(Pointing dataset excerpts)
— Start —

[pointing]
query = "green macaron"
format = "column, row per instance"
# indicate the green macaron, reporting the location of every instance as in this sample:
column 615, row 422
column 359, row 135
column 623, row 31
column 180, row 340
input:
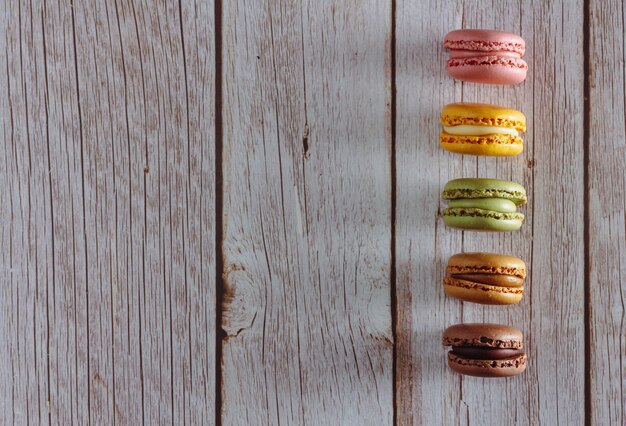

— End —

- Problem to solve: Reproduce the records above verbatim, line for line, omitting the picture from the output.

- Task response:
[pointing]
query = "green macaron"
format = "column, row per instance"
# indicate the green macaron, reporting the location of every instance as in this sample:
column 615, row 422
column 359, row 135
column 623, row 31
column 180, row 340
input:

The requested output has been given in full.